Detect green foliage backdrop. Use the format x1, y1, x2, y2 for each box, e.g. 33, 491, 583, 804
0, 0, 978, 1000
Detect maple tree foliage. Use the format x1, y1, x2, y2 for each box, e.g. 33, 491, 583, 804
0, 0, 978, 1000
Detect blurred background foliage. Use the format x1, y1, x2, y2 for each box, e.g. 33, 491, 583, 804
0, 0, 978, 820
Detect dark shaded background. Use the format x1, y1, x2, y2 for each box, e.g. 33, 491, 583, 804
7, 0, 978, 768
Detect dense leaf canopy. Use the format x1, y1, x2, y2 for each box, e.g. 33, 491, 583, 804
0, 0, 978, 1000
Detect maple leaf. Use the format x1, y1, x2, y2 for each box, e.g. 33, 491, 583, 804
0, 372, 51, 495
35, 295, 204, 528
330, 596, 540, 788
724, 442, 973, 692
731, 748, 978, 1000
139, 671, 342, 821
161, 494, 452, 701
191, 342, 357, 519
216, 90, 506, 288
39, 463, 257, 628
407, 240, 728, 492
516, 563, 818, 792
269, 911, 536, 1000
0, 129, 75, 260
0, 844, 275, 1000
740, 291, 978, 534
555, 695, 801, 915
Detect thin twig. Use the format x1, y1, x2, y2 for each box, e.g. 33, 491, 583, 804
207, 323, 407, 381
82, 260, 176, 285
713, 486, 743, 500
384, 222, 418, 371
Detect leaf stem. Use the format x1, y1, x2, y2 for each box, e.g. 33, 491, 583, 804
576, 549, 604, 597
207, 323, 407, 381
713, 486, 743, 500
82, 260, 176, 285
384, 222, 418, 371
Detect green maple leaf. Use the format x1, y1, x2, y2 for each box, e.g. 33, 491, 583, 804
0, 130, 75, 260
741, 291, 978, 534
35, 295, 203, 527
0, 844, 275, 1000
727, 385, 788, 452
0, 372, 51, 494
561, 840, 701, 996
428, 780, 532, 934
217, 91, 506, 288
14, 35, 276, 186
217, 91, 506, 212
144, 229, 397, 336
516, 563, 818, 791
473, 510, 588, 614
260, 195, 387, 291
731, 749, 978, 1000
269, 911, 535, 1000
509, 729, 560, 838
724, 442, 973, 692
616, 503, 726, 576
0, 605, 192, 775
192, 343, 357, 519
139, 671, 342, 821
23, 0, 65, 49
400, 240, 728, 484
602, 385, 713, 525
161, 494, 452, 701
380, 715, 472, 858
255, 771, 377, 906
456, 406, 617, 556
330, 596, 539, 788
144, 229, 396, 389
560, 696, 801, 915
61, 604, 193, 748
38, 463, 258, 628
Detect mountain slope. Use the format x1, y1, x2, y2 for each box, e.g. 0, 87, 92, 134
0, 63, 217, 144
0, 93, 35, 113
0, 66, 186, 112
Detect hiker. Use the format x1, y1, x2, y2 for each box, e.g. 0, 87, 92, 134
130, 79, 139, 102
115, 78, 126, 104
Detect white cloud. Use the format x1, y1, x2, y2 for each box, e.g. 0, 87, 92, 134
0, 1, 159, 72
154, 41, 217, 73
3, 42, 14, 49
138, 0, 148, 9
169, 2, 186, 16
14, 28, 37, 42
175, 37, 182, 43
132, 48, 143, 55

#####

- **TO DO**:
Copy all of the entries above line for line, with no changes.

- **EXERCISE SOLUTION**:
Detect green foliage backdrop. Use the format x1, y1, x2, y2 for each box, e.g. 33, 491, 583, 804
0, 0, 978, 1000
Detect maple tree foliage. Use the format x1, y1, x2, y2 for each box, e.g. 33, 491, 583, 804
0, 0, 978, 1000
Detect blurred background foliage. Use the format x1, y1, x2, y2 for each box, e.g. 33, 491, 583, 804
0, 0, 978, 820
Detect dark shaded background. Use the format x1, y1, x2, y2 for each box, e.g. 33, 491, 583, 804
7, 0, 978, 768
Detect dense leaf canopy. Use the format x1, y1, x2, y2 for each box, e.g. 33, 491, 583, 804
0, 0, 978, 1000
Detect maple leaf. Use the format x1, y1, x2, y2 for each box, e.g. 33, 491, 583, 804
0, 372, 51, 495
35, 295, 204, 528
330, 596, 540, 788
724, 442, 973, 692
731, 748, 978, 1000
139, 671, 342, 821
161, 494, 452, 701
191, 342, 357, 519
216, 90, 506, 288
39, 463, 257, 628
407, 240, 728, 492
516, 563, 818, 792
269, 911, 536, 1000
0, 129, 75, 260
0, 844, 275, 1000
740, 291, 978, 534
555, 695, 801, 915
Detect thin twig. Use the format x1, y1, x2, y2 for each box, e.g. 33, 491, 583, 804
207, 323, 407, 381
82, 260, 176, 285
713, 486, 743, 500
384, 222, 418, 371
Detect leaf stem. Use the format x1, y1, x2, y2 for each box, e.g. 33, 491, 583, 804
576, 549, 604, 597
207, 323, 407, 381
713, 486, 743, 500
82, 260, 176, 285
384, 222, 418, 371
Detect green maple leaf. Use the format x1, y1, x2, y2 for each box, e.g. 33, 491, 583, 804
0, 130, 75, 260
741, 291, 978, 534
35, 295, 203, 527
0, 844, 275, 1000
727, 385, 788, 452
0, 372, 51, 494
561, 840, 701, 996
428, 780, 532, 934
217, 91, 506, 288
14, 35, 276, 186
217, 91, 506, 212
144, 229, 397, 336
516, 563, 818, 791
473, 510, 588, 614
260, 195, 387, 291
731, 749, 978, 1000
269, 911, 535, 1000
509, 729, 560, 838
724, 442, 973, 692
616, 503, 726, 576
0, 605, 192, 775
192, 343, 357, 519
139, 671, 342, 821
23, 0, 65, 49
400, 240, 728, 484
602, 385, 713, 525
161, 494, 452, 701
380, 715, 472, 858
255, 771, 377, 906
456, 406, 617, 556
330, 596, 539, 788
144, 229, 396, 389
560, 696, 801, 915
61, 604, 193, 748
38, 463, 258, 628
Detect mountain slope. Use the format x1, y1, x2, y2 for each box, e.g. 0, 87, 92, 134
0, 63, 217, 144
0, 93, 35, 113
0, 66, 186, 112
Detect hiker. Use the format x1, y1, x2, y2 for each box, e.g. 0, 87, 92, 134
130, 79, 139, 102
115, 78, 126, 104
Detect white cloud. Use the format x1, y1, x2, y2 for each box, e.g. 0, 87, 92, 134
0, 1, 159, 72
154, 41, 217, 73
3, 42, 14, 49
138, 0, 148, 9
169, 2, 186, 16
14, 28, 37, 42
175, 37, 182, 43
132, 48, 143, 55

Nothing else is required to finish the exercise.